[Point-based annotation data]
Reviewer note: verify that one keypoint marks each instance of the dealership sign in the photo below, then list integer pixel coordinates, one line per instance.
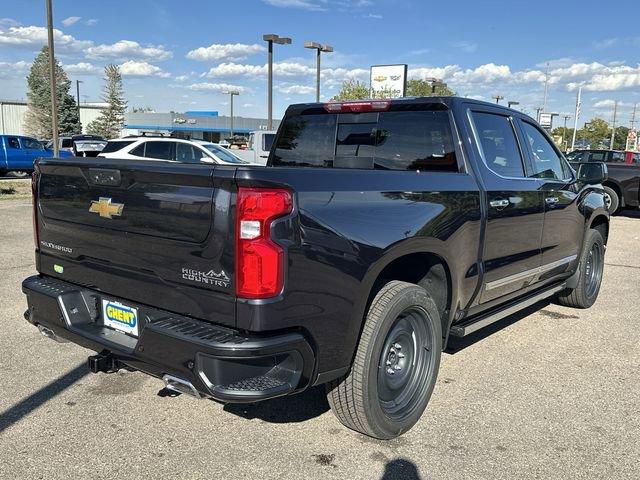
(389, 81)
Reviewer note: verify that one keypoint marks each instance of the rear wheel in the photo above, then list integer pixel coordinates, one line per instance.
(396, 364)
(591, 270)
(611, 200)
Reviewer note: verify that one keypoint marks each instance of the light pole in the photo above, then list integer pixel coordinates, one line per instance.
(564, 131)
(318, 48)
(52, 81)
(231, 93)
(272, 38)
(78, 82)
(613, 126)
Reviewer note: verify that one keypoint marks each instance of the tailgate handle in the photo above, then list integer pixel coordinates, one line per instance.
(105, 176)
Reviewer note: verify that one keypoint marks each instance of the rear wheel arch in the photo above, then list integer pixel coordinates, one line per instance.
(425, 268)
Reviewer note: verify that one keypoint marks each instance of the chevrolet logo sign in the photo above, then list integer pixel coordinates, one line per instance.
(105, 208)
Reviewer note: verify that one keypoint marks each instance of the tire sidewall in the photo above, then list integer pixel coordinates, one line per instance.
(411, 296)
(593, 237)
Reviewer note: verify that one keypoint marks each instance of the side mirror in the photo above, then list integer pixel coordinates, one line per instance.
(593, 173)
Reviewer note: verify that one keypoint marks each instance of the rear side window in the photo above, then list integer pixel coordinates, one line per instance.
(111, 147)
(499, 145)
(186, 153)
(158, 150)
(617, 157)
(267, 141)
(395, 140)
(545, 160)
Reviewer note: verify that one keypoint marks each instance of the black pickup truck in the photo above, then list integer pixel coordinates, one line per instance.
(622, 187)
(377, 231)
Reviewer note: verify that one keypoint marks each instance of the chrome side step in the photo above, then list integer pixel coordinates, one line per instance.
(475, 324)
(179, 385)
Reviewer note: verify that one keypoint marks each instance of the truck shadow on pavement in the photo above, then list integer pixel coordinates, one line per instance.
(35, 400)
(290, 409)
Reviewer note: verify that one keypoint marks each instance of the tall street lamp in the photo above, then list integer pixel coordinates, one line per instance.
(272, 38)
(318, 48)
(52, 76)
(78, 82)
(231, 93)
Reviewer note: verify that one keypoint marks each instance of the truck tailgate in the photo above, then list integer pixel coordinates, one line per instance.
(155, 233)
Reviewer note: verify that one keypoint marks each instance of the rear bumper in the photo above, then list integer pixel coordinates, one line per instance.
(220, 363)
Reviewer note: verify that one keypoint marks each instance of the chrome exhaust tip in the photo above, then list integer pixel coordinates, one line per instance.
(179, 385)
(47, 332)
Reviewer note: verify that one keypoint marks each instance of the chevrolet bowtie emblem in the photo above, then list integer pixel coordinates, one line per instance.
(105, 208)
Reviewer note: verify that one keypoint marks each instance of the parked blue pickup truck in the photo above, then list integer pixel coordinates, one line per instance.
(17, 153)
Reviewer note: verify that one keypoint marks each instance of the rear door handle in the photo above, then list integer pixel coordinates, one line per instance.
(500, 203)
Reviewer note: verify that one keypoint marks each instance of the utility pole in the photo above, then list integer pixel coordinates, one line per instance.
(272, 38)
(538, 110)
(318, 48)
(52, 83)
(613, 127)
(78, 82)
(546, 88)
(231, 93)
(564, 132)
(577, 115)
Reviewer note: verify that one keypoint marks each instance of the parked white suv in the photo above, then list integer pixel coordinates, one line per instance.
(171, 149)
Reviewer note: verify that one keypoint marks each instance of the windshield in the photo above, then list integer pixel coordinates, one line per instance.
(222, 153)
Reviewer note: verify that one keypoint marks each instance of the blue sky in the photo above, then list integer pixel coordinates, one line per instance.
(183, 55)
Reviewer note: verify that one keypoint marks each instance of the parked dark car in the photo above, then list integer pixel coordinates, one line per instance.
(18, 153)
(622, 189)
(378, 231)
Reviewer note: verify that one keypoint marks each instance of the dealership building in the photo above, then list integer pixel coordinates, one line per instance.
(200, 125)
(203, 125)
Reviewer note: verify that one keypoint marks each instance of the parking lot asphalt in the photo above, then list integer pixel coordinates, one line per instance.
(552, 393)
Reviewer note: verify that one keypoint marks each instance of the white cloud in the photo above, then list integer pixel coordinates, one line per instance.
(67, 22)
(82, 68)
(226, 51)
(296, 89)
(215, 87)
(303, 4)
(128, 49)
(467, 47)
(134, 68)
(34, 38)
(16, 69)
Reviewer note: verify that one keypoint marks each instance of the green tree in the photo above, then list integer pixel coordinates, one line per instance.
(352, 90)
(111, 119)
(596, 132)
(422, 88)
(38, 120)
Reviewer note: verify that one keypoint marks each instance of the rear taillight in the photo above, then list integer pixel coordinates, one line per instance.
(259, 260)
(357, 107)
(34, 211)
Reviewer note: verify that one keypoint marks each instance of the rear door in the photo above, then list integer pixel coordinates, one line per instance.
(563, 222)
(154, 233)
(515, 210)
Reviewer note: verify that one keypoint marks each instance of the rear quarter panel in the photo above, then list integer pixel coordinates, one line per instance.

• _WORK TO BE COMPLETED_:
Copy out the entries word for word, beginning with the line that contains "the dealership building" and continuing through the last line of the entries.

• _REPLY_:
Reviewer note: verify that one keypoint marks each instance of the dealership building in the photo above, then list integer pixel coordinates, one line per instance.
(200, 125)
(203, 125)
Reviewer note: verify that one keypoint marks each instance of the parking lot asphalt in the photo above, then list integer pixel coordinates, one line per instance.
(552, 393)
Reviewer note: verify that one keypoint marks each instance of the white cloud in the photo above, then list integer pixel coordinates, one line per instance.
(67, 22)
(82, 68)
(226, 51)
(296, 89)
(215, 87)
(303, 4)
(128, 49)
(467, 47)
(134, 68)
(34, 38)
(16, 69)
Reviewer note: verify that one keypoint marks each instance of the green tree in the photo above, then list integer pixel coordinates, one line per instance.
(352, 90)
(111, 119)
(596, 132)
(422, 88)
(38, 120)
Reviewer note: verify that one keypoint marks each instance of the rear taillight in the photo above, then list integer pixel coordinates, one line per instance.
(259, 260)
(357, 107)
(34, 211)
Reviewer note: verify that one keypoint marks each instance of the rear door in the photo above, then list integer pixel coordinates, one line per instance.
(563, 222)
(154, 233)
(515, 210)
Reviewer note: verify that one keypoint marks each instance of the rear quarter panel in the photo above, then list integer pixel coordinates, one line per instance.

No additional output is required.